- TASK INSTRUCTIONS -
Extend the article on Facebook's Promoted Posts from the point where it stops.

>> BEGIN SOURCE DOCUMENT

Wednesday 26 November 2014

Facebook fails on costly posts

Niall Byrne

Published 16/11/2012 | 18:00

When Facebook released a promotional video in October that, among other things compared their service to a chair, there was much derisory howling and lots of parody ads. Yet, perhaps we shouldn't be laughing so hard. Facebook seems to think it's as important as the basic functional thing you're sitting on.

To that end, Facebook's business model is to let you in, get you hooked and then slowly start to implement features that will make them money to justify their public offering.

Their recent Promoted Posts feature is indicative of that. It offered all users the ability to promote their posts or pages for a small fee to the people inside or outside their network. By doing so, they could ensure everyone that liked their page or was a friend would see that status update.

Facebook updates don't get seen by everyone, they never really have. Facebook's Edgerank algorithm supposedly deals with the problem of giving you news from your friends, not noise. Facebook say that by default only 15pc of users will see a status. But unrest is growing that Facebook have been reducing the reach of pages for some time.

>> END SOURCE DOCUMENT
>> BEGIN DATA

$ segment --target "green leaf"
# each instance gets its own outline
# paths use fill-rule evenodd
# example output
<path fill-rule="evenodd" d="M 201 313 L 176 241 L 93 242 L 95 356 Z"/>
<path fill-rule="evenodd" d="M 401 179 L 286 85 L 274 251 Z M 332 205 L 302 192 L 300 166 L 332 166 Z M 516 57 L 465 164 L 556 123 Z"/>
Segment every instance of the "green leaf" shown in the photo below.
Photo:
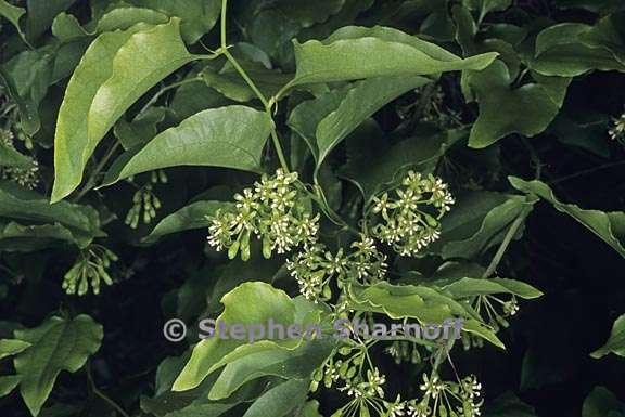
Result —
<path fill-rule="evenodd" d="M 489 327 L 477 321 L 473 312 L 434 288 L 382 282 L 369 287 L 352 286 L 349 291 L 350 308 L 356 311 L 384 313 L 394 320 L 411 317 L 421 324 L 442 324 L 446 320 L 460 317 L 463 320 L 462 330 L 503 349 L 503 343 Z"/>
<path fill-rule="evenodd" d="M 306 379 L 334 348 L 332 340 L 314 340 L 303 343 L 291 351 L 271 349 L 252 353 L 229 363 L 215 381 L 208 393 L 209 400 L 222 400 L 230 396 L 244 383 L 264 376 L 276 376 L 284 379 Z"/>
<path fill-rule="evenodd" d="M 9 395 L 20 385 L 17 375 L 7 375 L 0 377 L 0 398 Z"/>
<path fill-rule="evenodd" d="M 220 0 L 129 0 L 130 3 L 157 10 L 171 17 L 179 17 L 182 37 L 187 43 L 195 43 L 217 23 L 221 12 Z"/>
<path fill-rule="evenodd" d="M 625 258 L 625 212 L 585 210 L 578 206 L 559 201 L 551 188 L 544 182 L 523 181 L 515 177 L 509 177 L 508 180 L 514 188 L 527 194 L 535 194 L 551 203 L 558 211 L 577 220 Z"/>
<path fill-rule="evenodd" d="M 547 129 L 562 106 L 571 79 L 538 75 L 534 79 L 536 82 L 513 88 L 501 61 L 469 75 L 480 104 L 469 146 L 482 148 L 511 133 L 535 136 Z"/>
<path fill-rule="evenodd" d="M 217 210 L 228 210 L 233 205 L 225 201 L 195 201 L 161 220 L 150 235 L 143 238 L 145 243 L 154 243 L 165 235 L 192 229 L 208 227 L 209 216 Z"/>
<path fill-rule="evenodd" d="M 328 154 L 363 120 L 397 96 L 429 82 L 431 80 L 424 77 L 358 81 L 312 102 L 302 103 L 292 112 L 289 125 L 315 144 L 312 152 L 319 167 Z"/>
<path fill-rule="evenodd" d="M 76 0 L 27 0 L 26 36 L 30 41 L 37 40 L 52 24 L 54 17 L 69 9 Z"/>
<path fill-rule="evenodd" d="M 4 339 L 0 340 L 0 361 L 4 357 L 16 355 L 28 349 L 30 343 L 23 340 Z M 0 395 L 1 396 L 1 395 Z"/>
<path fill-rule="evenodd" d="M 283 417 L 302 404 L 308 395 L 310 381 L 292 379 L 271 388 L 260 395 L 243 417 Z"/>
<path fill-rule="evenodd" d="M 347 140 L 347 164 L 341 175 L 352 180 L 370 201 L 373 195 L 395 180 L 395 175 L 407 167 L 428 172 L 443 155 L 446 145 L 464 131 L 441 131 L 432 126 L 418 126 L 414 135 L 401 141 L 386 141 L 375 132 L 355 132 Z M 350 146 L 352 145 L 352 146 Z M 354 151 L 349 151 L 350 147 Z"/>
<path fill-rule="evenodd" d="M 61 201 L 50 205 L 36 192 L 13 183 L 0 181 L 0 216 L 33 222 L 61 223 L 74 235 L 76 243 L 86 247 L 102 236 L 98 212 L 89 206 Z"/>
<path fill-rule="evenodd" d="M 612 325 L 612 331 L 605 344 L 590 353 L 590 356 L 598 360 L 609 353 L 625 357 L 625 314 L 616 318 Z"/>
<path fill-rule="evenodd" d="M 462 240 L 446 244 L 442 250 L 443 258 L 472 259 L 484 253 L 503 239 L 509 226 L 519 217 L 525 218 L 532 212 L 534 203 L 536 201 L 521 196 L 510 197 L 503 204 L 488 211 L 482 225 L 473 235 Z M 520 229 L 514 237 L 520 238 L 522 233 Z"/>
<path fill-rule="evenodd" d="M 582 417 L 622 417 L 625 416 L 625 404 L 604 387 L 595 389 L 584 400 Z"/>
<path fill-rule="evenodd" d="M 297 71 L 290 87 L 370 77 L 484 69 L 497 53 L 462 60 L 434 43 L 387 27 L 343 27 L 323 41 L 294 41 Z"/>
<path fill-rule="evenodd" d="M 165 130 L 138 152 L 122 155 L 106 173 L 104 185 L 160 168 L 224 167 L 260 171 L 271 118 L 252 107 L 228 106 L 200 112 Z"/>
<path fill-rule="evenodd" d="M 560 77 L 575 77 L 592 69 L 625 73 L 625 62 L 611 52 L 624 56 L 622 43 L 615 44 L 613 35 L 605 32 L 609 24 L 602 22 L 598 29 L 579 23 L 546 28 L 536 38 L 536 56 L 528 57 L 530 67 L 546 76 Z M 610 37 L 607 43 L 604 37 Z"/>
<path fill-rule="evenodd" d="M 138 24 L 126 31 L 103 34 L 91 43 L 59 112 L 52 203 L 80 184 L 87 160 L 124 112 L 193 58 L 182 43 L 177 18 L 166 25 Z"/>
<path fill-rule="evenodd" d="M 33 160 L 14 148 L 0 143 L 0 167 L 30 168 Z"/>
<path fill-rule="evenodd" d="M 436 283 L 438 284 L 438 283 Z M 438 284 L 439 285 L 439 284 Z M 524 299 L 543 296 L 543 292 L 520 281 L 507 278 L 460 278 L 448 285 L 442 285 L 455 299 L 485 296 L 490 294 L 512 294 Z"/>
<path fill-rule="evenodd" d="M 0 250 L 29 252 L 76 242 L 72 231 L 59 223 L 23 225 L 16 222 L 4 224 L 0 221 Z"/>
<path fill-rule="evenodd" d="M 225 310 L 217 317 L 217 321 L 226 324 L 266 324 L 270 320 L 286 326 L 295 323 L 296 308 L 293 300 L 284 291 L 266 283 L 244 283 L 225 295 L 221 298 L 221 303 Z M 238 348 L 248 354 L 264 349 L 273 349 L 277 346 L 294 349 L 299 342 L 295 339 L 285 339 L 280 341 L 260 340 L 247 344 L 244 340 L 232 338 L 213 337 L 204 339 L 193 349 L 191 359 L 176 379 L 173 390 L 186 391 L 197 387 L 218 367 L 229 361 L 242 357 L 244 354 L 238 354 Z"/>
<path fill-rule="evenodd" d="M 26 13 L 22 8 L 17 8 L 13 4 L 9 4 L 5 0 L 0 0 L 0 16 L 7 18 L 20 34 L 22 34 L 22 27 L 20 26 L 20 18 Z"/>
<path fill-rule="evenodd" d="M 51 317 L 34 329 L 15 330 L 15 339 L 31 347 L 17 354 L 13 364 L 20 376 L 20 391 L 34 416 L 50 395 L 62 370 L 75 373 L 100 349 L 102 326 L 88 315 L 74 320 Z"/>
<path fill-rule="evenodd" d="M 490 12 L 502 12 L 512 5 L 512 0 L 462 0 L 470 10 L 480 11 L 480 22 Z"/>

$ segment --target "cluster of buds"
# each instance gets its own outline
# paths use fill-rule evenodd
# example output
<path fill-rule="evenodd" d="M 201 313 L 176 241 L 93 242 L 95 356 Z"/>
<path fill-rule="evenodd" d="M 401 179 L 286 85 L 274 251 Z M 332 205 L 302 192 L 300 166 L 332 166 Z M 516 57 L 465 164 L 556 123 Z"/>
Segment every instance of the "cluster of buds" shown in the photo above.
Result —
<path fill-rule="evenodd" d="M 68 295 L 84 296 L 91 286 L 93 294 L 100 294 L 101 282 L 106 285 L 113 284 L 107 270 L 111 263 L 117 260 L 112 250 L 100 245 L 91 245 L 80 252 L 74 266 L 65 273 L 63 289 Z"/>
<path fill-rule="evenodd" d="M 253 236 L 263 244 L 267 259 L 273 251 L 285 253 L 317 242 L 319 214 L 312 216 L 308 199 L 297 186 L 297 173 L 279 169 L 275 175 L 264 174 L 252 188 L 234 196 L 233 210 L 218 211 L 211 218 L 208 245 L 228 250 L 230 259 L 241 253 L 250 259 Z"/>
<path fill-rule="evenodd" d="M 612 140 L 625 144 L 625 113 L 614 119 L 614 125 L 608 131 L 608 134 Z"/>
<path fill-rule="evenodd" d="M 406 415 L 410 417 L 458 416 L 477 417 L 484 403 L 481 400 L 482 385 L 474 376 L 457 382 L 443 381 L 435 373 L 429 377 L 423 374 L 423 391 L 420 401 L 405 403 Z"/>
<path fill-rule="evenodd" d="M 374 198 L 373 212 L 382 222 L 372 227 L 373 236 L 401 256 L 417 256 L 441 236 L 441 219 L 455 203 L 447 188 L 432 174 L 409 171 L 394 195 Z"/>
<path fill-rule="evenodd" d="M 161 200 L 154 194 L 154 184 L 158 183 L 167 183 L 167 175 L 163 170 L 152 171 L 150 182 L 137 190 L 132 196 L 132 207 L 128 210 L 125 221 L 130 227 L 137 229 L 141 218 L 145 224 L 156 218 L 156 210 L 161 208 Z"/>
<path fill-rule="evenodd" d="M 0 142 L 2 145 L 15 149 L 13 132 L 10 130 L 0 130 Z M 2 180 L 13 181 L 26 188 L 34 190 L 39 185 L 39 162 L 34 160 L 33 165 L 27 168 L 1 167 L 0 178 L 2 178 Z"/>
<path fill-rule="evenodd" d="M 286 261 L 286 269 L 306 299 L 315 302 L 329 300 L 333 279 L 342 288 L 345 282 L 371 284 L 384 277 L 386 256 L 375 248 L 371 237 L 360 235 L 350 248 L 354 251 L 349 255 L 345 255 L 343 249 L 333 255 L 323 245 L 316 244 Z"/>

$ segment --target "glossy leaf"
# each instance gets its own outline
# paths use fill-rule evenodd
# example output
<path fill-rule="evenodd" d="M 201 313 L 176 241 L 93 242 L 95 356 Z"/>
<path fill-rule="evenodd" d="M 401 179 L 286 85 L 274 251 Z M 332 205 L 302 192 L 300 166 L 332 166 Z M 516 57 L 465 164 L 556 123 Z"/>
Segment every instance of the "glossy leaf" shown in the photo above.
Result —
<path fill-rule="evenodd" d="M 291 114 L 290 126 L 309 143 L 317 166 L 328 154 L 386 103 L 430 80 L 423 77 L 370 78 L 340 92 L 329 92 L 314 102 L 304 102 Z M 331 105 L 329 105 L 331 103 Z"/>
<path fill-rule="evenodd" d="M 291 87 L 371 77 L 419 76 L 484 69 L 496 53 L 462 60 L 434 43 L 387 27 L 349 26 L 323 41 L 294 42 L 297 71 Z"/>
<path fill-rule="evenodd" d="M 562 106 L 571 80 L 534 78 L 536 82 L 513 88 L 501 61 L 469 75 L 480 105 L 480 117 L 469 138 L 471 147 L 486 147 L 511 133 L 534 136 L 547 129 Z"/>
<path fill-rule="evenodd" d="M 228 210 L 231 203 L 225 201 L 195 201 L 161 220 L 143 240 L 156 242 L 158 238 L 192 229 L 208 227 L 211 220 L 217 210 Z"/>
<path fill-rule="evenodd" d="M 286 326 L 295 323 L 296 307 L 293 300 L 285 292 L 266 283 L 244 283 L 224 296 L 221 303 L 225 310 L 217 321 L 226 324 L 266 324 L 269 320 Z M 195 388 L 218 367 L 246 354 L 275 349 L 278 346 L 294 349 L 299 343 L 301 341 L 296 339 L 259 340 L 253 344 L 231 338 L 204 339 L 193 349 L 190 361 L 176 379 L 173 389 L 186 391 Z"/>
<path fill-rule="evenodd" d="M 609 353 L 625 357 L 625 314 L 616 318 L 612 325 L 612 331 L 605 344 L 590 353 L 590 356 L 600 359 Z"/>
<path fill-rule="evenodd" d="M 543 292 L 520 281 L 507 278 L 460 278 L 442 288 L 449 291 L 455 299 L 470 298 L 490 294 L 511 294 L 524 299 L 533 299 L 543 296 Z"/>
<path fill-rule="evenodd" d="M 558 211 L 562 211 L 577 220 L 625 258 L 625 212 L 585 210 L 573 204 L 563 204 L 558 200 L 547 184 L 537 180 L 523 181 L 519 178 L 510 177 L 509 181 L 516 190 L 535 194 L 551 203 Z"/>
<path fill-rule="evenodd" d="M 31 344 L 13 363 L 21 378 L 22 398 L 34 416 L 39 414 L 59 374 L 80 369 L 100 349 L 103 337 L 102 326 L 87 315 L 74 320 L 52 317 L 37 328 L 14 334 L 15 339 Z"/>
<path fill-rule="evenodd" d="M 472 259 L 483 253 L 494 245 L 499 244 L 509 226 L 518 218 L 525 218 L 533 209 L 533 200 L 524 197 L 511 197 L 500 206 L 493 208 L 482 221 L 480 229 L 470 237 L 450 242 L 443 247 L 442 255 L 445 259 L 463 258 Z M 519 238 L 522 230 L 514 236 Z"/>
<path fill-rule="evenodd" d="M 102 236 L 98 212 L 89 206 L 72 203 L 50 205 L 48 199 L 36 192 L 0 182 L 0 216 L 8 219 L 33 222 L 61 223 L 74 235 L 76 243 L 84 247 L 94 237 Z"/>
<path fill-rule="evenodd" d="M 72 76 L 59 112 L 52 201 L 78 186 L 87 160 L 124 112 L 193 58 L 175 18 L 166 25 L 139 24 L 95 39 Z"/>
<path fill-rule="evenodd" d="M 228 106 L 200 112 L 157 134 L 144 147 L 122 155 L 104 185 L 160 168 L 224 167 L 259 171 L 272 121 L 264 112 Z"/>
<path fill-rule="evenodd" d="M 256 400 L 243 417 L 283 417 L 295 409 L 308 394 L 310 381 L 291 379 L 271 388 Z"/>

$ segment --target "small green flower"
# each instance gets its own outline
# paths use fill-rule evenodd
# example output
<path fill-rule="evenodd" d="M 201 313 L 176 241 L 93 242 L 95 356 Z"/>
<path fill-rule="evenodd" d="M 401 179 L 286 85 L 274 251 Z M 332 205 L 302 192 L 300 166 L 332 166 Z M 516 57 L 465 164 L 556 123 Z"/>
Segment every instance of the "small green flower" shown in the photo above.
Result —
<path fill-rule="evenodd" d="M 109 274 L 111 263 L 117 261 L 117 256 L 110 249 L 100 245 L 91 245 L 82 250 L 69 271 L 65 273 L 63 289 L 68 295 L 84 296 L 91 286 L 93 294 L 100 294 L 101 282 L 112 285 Z"/>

>> END DATA

- RESPONSE BELOW -
The general consensus is that it's a squeeze and it hurts people who don't have huge revenues to play with: bloggers, internet personalities, writers, musicians and artists. DangerousMinds.net calculated that to reach 100pc of their 50k page audience, they'd have to pay $672,000 per year.

As The Rubberbandits tweeted last week: "270,000 Facebook fans and unless we pay a grand each time we post, only 10pc can see it. Bad form Facebook. Crushing the independent artist."

While there's some dispute about how calculated this reach reduction is and whether it's always been in place, the fact remains that if a large proportion of people who are using Facebook believe it is, then that's adding to the number of disgruntled users. It's a reminder that Zuckerberg and co are in charge at Facebook, so you, your friends, your family and businesses are playing by their rules.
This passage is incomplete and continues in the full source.